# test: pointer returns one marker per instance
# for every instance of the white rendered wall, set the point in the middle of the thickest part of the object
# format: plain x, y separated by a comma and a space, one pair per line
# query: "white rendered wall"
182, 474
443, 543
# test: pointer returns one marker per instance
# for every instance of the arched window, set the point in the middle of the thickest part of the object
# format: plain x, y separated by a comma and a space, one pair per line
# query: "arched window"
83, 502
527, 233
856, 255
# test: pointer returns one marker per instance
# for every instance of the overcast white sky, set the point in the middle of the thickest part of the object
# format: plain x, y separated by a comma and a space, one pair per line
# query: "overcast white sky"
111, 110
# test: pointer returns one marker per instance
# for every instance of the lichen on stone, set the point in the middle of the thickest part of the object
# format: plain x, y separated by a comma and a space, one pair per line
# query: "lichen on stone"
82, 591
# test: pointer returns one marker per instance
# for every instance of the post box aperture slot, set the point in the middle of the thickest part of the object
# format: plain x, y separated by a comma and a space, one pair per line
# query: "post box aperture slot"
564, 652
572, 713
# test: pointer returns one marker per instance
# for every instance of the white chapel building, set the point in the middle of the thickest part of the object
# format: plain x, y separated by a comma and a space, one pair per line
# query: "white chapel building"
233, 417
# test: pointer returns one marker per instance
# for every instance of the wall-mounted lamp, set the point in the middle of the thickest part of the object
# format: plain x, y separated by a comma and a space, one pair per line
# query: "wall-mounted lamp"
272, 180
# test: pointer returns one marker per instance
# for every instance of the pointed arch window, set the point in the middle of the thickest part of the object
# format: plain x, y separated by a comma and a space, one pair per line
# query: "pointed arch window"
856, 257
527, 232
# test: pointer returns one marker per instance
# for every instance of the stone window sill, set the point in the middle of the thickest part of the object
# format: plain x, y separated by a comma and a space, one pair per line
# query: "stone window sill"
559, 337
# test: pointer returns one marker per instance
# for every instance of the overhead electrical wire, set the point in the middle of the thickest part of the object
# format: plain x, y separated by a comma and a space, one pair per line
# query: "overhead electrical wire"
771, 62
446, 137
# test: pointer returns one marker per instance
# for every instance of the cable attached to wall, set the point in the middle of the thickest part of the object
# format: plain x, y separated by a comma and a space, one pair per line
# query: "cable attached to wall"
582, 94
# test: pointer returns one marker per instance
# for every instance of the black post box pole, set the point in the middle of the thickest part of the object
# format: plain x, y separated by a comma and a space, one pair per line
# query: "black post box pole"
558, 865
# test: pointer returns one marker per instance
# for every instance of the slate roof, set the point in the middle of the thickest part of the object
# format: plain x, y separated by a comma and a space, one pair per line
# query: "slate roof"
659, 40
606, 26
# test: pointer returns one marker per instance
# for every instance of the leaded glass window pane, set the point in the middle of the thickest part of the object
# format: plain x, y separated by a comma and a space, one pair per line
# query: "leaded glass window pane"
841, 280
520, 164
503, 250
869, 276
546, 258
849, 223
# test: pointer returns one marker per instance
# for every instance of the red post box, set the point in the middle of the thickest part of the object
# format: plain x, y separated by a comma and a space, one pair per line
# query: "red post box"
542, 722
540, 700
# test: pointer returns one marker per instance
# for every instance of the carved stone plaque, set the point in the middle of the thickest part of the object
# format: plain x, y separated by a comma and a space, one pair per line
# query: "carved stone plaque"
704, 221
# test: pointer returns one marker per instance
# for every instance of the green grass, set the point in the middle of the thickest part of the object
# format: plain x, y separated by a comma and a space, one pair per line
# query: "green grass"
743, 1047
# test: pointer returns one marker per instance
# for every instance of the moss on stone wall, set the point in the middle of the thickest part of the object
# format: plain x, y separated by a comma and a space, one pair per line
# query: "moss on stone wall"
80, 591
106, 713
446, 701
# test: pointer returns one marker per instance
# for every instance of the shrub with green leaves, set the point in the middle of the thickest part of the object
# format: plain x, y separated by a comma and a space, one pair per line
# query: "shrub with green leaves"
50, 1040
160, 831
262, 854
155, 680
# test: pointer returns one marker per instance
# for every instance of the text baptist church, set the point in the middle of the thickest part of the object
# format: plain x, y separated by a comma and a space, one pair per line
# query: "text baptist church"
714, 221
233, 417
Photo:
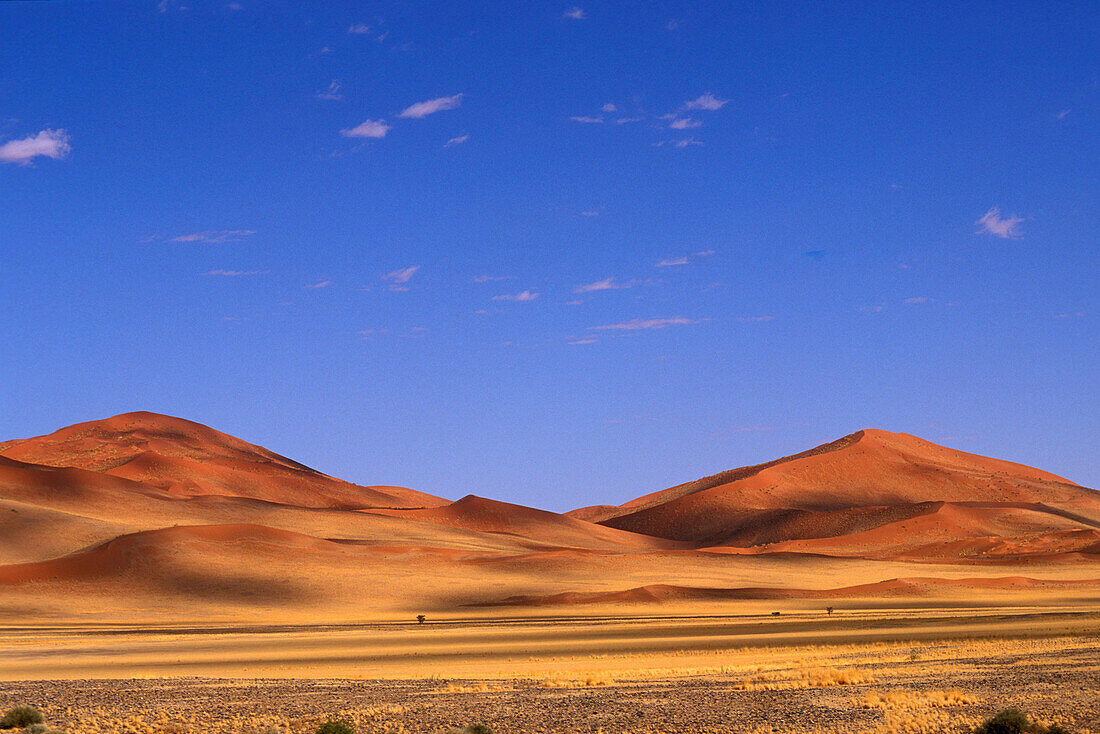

Exercise description: Could you write out exactly the lines above, starting at the first one and ending with the line that has "# for every instance of the post"?

Result of the task:
# test: pointer returns one marker per instance
# for every instance of the white rendered wall, set the point in the middle of the thickest part of the object
# format: plain x, y separated by a comma and a space, one pair per line
# query: "white rendered wall"
182, 474
443, 543
# test: pointer returns one marker per instance
# for every instance of the arched window, set the point in the middle of the thickest part of the object
# format: plain x, y separated by a comma and a space, one pair per line
# query: "arched window"
83, 502
527, 233
856, 255
# test: pointer returns one marker per instance
# for every instance of the overcast white sky, set the point in the middle of the thickest part of the object
# format: plain x, y separated by a comma and a space, one pair per line
# query: "overcast white sky"
111, 110
# test: pointer returns one marker per instance
# for every instance of the lichen on stone, set the point in the middle of the thickest part of the object
# format: plain x, y separated by a comma and a space, one pair per line
# query: "lichen on stone"
82, 591
# test: pointer returns one marker per instance
# for every instance of the post box aperture slot, set the point in the middle of the thickest part of the object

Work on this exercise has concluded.